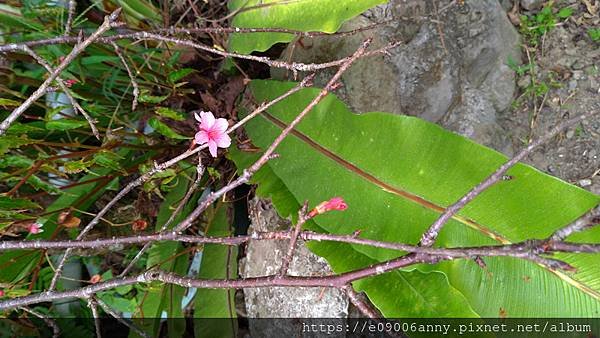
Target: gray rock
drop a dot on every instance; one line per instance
(532, 5)
(264, 258)
(464, 48)
(507, 4)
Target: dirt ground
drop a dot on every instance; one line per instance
(568, 61)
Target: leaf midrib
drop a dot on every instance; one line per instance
(420, 200)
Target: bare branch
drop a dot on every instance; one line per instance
(136, 89)
(109, 21)
(161, 167)
(360, 304)
(294, 233)
(64, 89)
(589, 219)
(71, 15)
(119, 318)
(51, 323)
(93, 305)
(431, 234)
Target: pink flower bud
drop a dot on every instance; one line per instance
(35, 228)
(336, 203)
(212, 132)
(69, 83)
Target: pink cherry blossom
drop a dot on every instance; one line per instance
(336, 203)
(212, 132)
(35, 228)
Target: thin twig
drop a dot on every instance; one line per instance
(336, 281)
(119, 318)
(163, 166)
(294, 233)
(71, 15)
(51, 323)
(431, 234)
(136, 89)
(174, 214)
(360, 304)
(64, 89)
(93, 305)
(515, 249)
(589, 219)
(109, 21)
(267, 155)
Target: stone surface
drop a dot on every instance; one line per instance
(451, 67)
(264, 258)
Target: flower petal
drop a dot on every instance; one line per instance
(212, 148)
(221, 125)
(201, 137)
(223, 140)
(207, 120)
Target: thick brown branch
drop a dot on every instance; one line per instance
(431, 234)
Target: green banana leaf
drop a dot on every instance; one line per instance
(218, 261)
(397, 173)
(303, 15)
(167, 256)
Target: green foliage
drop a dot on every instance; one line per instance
(594, 34)
(534, 27)
(395, 181)
(304, 15)
(165, 130)
(218, 261)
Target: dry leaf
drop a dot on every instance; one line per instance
(139, 225)
(67, 220)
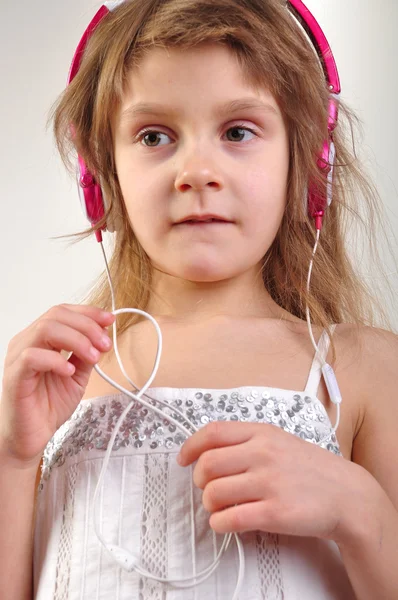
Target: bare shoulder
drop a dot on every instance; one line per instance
(371, 352)
(368, 363)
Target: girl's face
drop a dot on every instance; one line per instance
(192, 138)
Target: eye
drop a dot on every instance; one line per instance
(238, 133)
(150, 138)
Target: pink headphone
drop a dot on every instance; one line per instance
(90, 191)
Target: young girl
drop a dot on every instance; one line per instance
(203, 120)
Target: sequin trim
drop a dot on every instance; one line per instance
(93, 422)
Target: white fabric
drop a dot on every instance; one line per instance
(150, 507)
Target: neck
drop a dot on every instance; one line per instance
(241, 297)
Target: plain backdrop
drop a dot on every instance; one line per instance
(39, 199)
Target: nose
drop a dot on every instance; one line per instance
(198, 173)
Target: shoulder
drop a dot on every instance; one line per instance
(371, 351)
(367, 362)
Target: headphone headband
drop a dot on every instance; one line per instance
(94, 205)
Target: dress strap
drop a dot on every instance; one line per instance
(314, 378)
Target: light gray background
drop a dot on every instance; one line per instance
(39, 199)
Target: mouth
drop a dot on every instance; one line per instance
(204, 222)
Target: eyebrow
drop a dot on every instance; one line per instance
(147, 108)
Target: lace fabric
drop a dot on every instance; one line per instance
(154, 511)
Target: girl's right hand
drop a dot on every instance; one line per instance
(39, 392)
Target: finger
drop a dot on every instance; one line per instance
(90, 320)
(252, 516)
(228, 491)
(217, 435)
(54, 335)
(39, 360)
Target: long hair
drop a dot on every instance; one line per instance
(272, 50)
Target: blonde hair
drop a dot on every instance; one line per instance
(273, 50)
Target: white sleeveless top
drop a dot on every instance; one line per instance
(150, 507)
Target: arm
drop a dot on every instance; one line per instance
(17, 495)
(369, 540)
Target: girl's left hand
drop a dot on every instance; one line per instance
(257, 476)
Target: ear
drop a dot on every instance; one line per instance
(113, 221)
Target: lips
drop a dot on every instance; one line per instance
(202, 219)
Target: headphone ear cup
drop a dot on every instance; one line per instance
(90, 194)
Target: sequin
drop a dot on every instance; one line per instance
(91, 426)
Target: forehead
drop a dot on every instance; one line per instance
(203, 75)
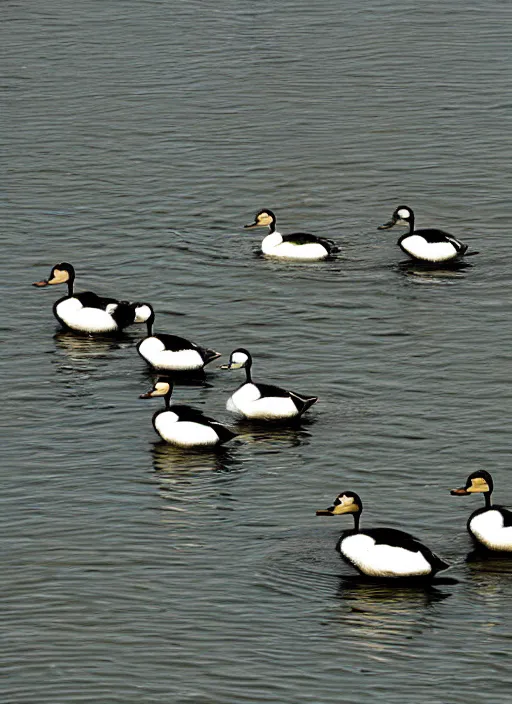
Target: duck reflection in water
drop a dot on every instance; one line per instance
(423, 272)
(289, 435)
(83, 347)
(178, 462)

### INSTRUCTIONS FOR THE TASK:
Copy the data from the line with "Target: eyebrow" through the end, changing "sequin" to "rhinestone" and keeping everything else as it is. Leave the pictures out.

### OUTPUT OF THE TASK:
Target: eyebrow
drop a dot on every instance; one line per instance
(147, 108)
Target: lace fabric
drop a dot on every instance; one line per instance
(154, 511)
Target: girl's right hand
drop a dot on every instance; one line per instance
(39, 392)
Target: finger
drop a dot on every instance; one line per instance
(90, 320)
(252, 516)
(228, 491)
(217, 435)
(54, 335)
(39, 360)
Target: long hair
drop a dot on every instance; one line per instance
(272, 50)
Target: blonde hair
drop a dot on every instance; one line per instance
(273, 50)
Target: white sleeveless top
drop a dot on every instance; one line per instance
(150, 507)
Target: arm
drop a dot on every instance; one line per instance
(17, 495)
(369, 540)
Target: girl's left hand
drop a dot on every instance; one line per instance
(257, 476)
Target: ear
drop a dot on every instance; one line per instance
(113, 221)
Target: lips
drop a dot on every instance; one line per instance
(202, 219)
Target: headphone ear cup
drop a dot on every instance; one line per instance
(90, 194)
Target: rhinestone
drop a dot on every instance; one line per instance
(91, 426)
Target: forehead
drop a dot on every instance; one line per instance
(203, 75)
Target: duck reflection in water
drop a dot on every instance; one line per instance
(423, 272)
(289, 435)
(83, 347)
(178, 462)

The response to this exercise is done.